Problem - Edit the records below by replacing every "innermost point" with "central point" and leaving everything else unchanged.

Task input -
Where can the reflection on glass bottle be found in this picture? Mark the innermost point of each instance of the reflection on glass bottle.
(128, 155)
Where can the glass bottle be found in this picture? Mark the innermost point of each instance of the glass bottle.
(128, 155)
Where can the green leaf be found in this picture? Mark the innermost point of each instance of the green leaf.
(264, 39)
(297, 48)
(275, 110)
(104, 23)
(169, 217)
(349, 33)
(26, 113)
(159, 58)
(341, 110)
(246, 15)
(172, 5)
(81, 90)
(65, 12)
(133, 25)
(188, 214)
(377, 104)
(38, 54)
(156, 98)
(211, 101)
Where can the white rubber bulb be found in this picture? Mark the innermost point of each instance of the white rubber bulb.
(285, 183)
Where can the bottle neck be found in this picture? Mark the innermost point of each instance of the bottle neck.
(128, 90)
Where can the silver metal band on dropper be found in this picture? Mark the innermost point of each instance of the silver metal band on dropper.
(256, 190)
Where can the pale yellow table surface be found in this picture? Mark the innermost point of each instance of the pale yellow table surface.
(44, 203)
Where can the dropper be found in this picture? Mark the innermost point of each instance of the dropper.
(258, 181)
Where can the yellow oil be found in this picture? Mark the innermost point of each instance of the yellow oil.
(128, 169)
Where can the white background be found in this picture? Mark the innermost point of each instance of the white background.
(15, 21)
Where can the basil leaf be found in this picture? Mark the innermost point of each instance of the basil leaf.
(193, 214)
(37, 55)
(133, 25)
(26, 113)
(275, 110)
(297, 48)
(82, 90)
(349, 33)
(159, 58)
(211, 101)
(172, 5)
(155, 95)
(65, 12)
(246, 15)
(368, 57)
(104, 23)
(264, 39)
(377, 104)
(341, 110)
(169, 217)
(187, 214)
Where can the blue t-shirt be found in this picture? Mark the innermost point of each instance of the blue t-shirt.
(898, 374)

Answer below -
Where can the reflection on glass bottle be found in this picture? Mark the central point of each instance of the reflection on glass bottle.
(128, 155)
Where can the glass bottle be found in this picture? Mark the central point of each instance of the glass bottle.
(128, 155)
Where can the green leaf be found in this picture? Mark the central point of each instance of the green leaf.
(264, 39)
(297, 48)
(275, 110)
(104, 23)
(169, 217)
(349, 33)
(26, 113)
(159, 58)
(341, 110)
(246, 15)
(172, 5)
(81, 90)
(65, 12)
(133, 25)
(188, 214)
(377, 104)
(38, 54)
(156, 98)
(211, 101)
Where can the white rubber bulb be found in this picture? Mark the central point of each instance of the white rubber bulb.
(285, 183)
Where can the bottle neck be found in this picture? Mark the central point of each instance of the bottle neck.
(128, 90)
Where can the silver metal band on dropper be found in this picture? Mark the central point of each instance of the silver metal band on dropper.
(256, 190)
Where can the pale yellow table surface be found in this picture? Mark the central point of each instance of the pale yellow table surface.
(44, 203)
Where can the dropper be found in this picture? Mark the central point of each instance of the dropper.
(258, 181)
Where can the yellow oil be found in this picture? Mark the central point of each instance of the yellow oil.
(128, 169)
Where can the white background be found in this picture? Mark the central point of each instance of the white background.
(15, 21)
Where can the basil leaf be found in this picture? Mark the central point of each instance of the basil leaf.
(193, 214)
(37, 55)
(133, 25)
(26, 113)
(275, 110)
(297, 48)
(82, 90)
(349, 33)
(159, 58)
(211, 101)
(172, 5)
(155, 95)
(65, 12)
(246, 15)
(368, 57)
(104, 23)
(264, 39)
(377, 104)
(341, 110)
(169, 217)
(187, 214)
Where can the blue t-shirt be found in this picture? Mark the central point of each instance of the blue t-shirt.
(898, 374)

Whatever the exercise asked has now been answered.